[Provided passage]:

Content starts

Homework 3

# note that you can load ISCAM.RData to get the iscambinomprob function
load(url("http://www.rossmanchance.com/iscam3/ISCAM.RData"))
Note:
homework (HW) at: http://www.rossmanchance.com/iscam3/instructors.html
Practicee Problems (PP) in the textbook at the end of the investigations

1. Practice Problem 1.14

  1. Which of the following are advantages of studies with a larger sample size? (Check all that apply)
  • Better represent the population (reduce sample bias)
  • To more precisely estimate the parameter
  • To decrease sampling variabiltiy
  • To make simulation results more precise
  • Other?
  1. In conducting a simulation analysis, why might we take a larger number of samples? (Check all that apply)
  • Better represent the population (reduce sample bias)
  • To more precisely estimate the parameter
  • To decrease sampling variabiltiy
  • To make simulation results more precise
  • Other?

2. Practice Problem 1.7A

For the research study on the mortality rate at St. George’s hospital (Inv 1.3), the goal was to compare the mortality rate of that hospital to the national benchmark of 0.15. Suppose you plan to monitor the next 20 operations, using a level of significance of 0.05. Also suppose the actual death rate at this hospital equals 0.25.

Content ends

Answer these questions using the Homework 3 text.
(a) Which file can be loaded to get the iscambinomprob function?
(b) Which practice problem asks about the advantages of studies with a larger sample size?
(c) What national benchmark mortality rate is St. George's hospital compared to in Practice Problem 1.7A?

[Dataset entries]:
Content starts

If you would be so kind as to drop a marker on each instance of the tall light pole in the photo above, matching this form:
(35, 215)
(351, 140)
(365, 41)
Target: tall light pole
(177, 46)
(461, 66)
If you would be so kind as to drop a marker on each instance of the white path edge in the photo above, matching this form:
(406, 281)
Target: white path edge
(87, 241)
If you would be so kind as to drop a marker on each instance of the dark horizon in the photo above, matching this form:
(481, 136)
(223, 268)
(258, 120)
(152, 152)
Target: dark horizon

Content ends

[Answer to this task]:
(a) ISCAM.RData
(b) Practice Problem 1.14
(c) 0.15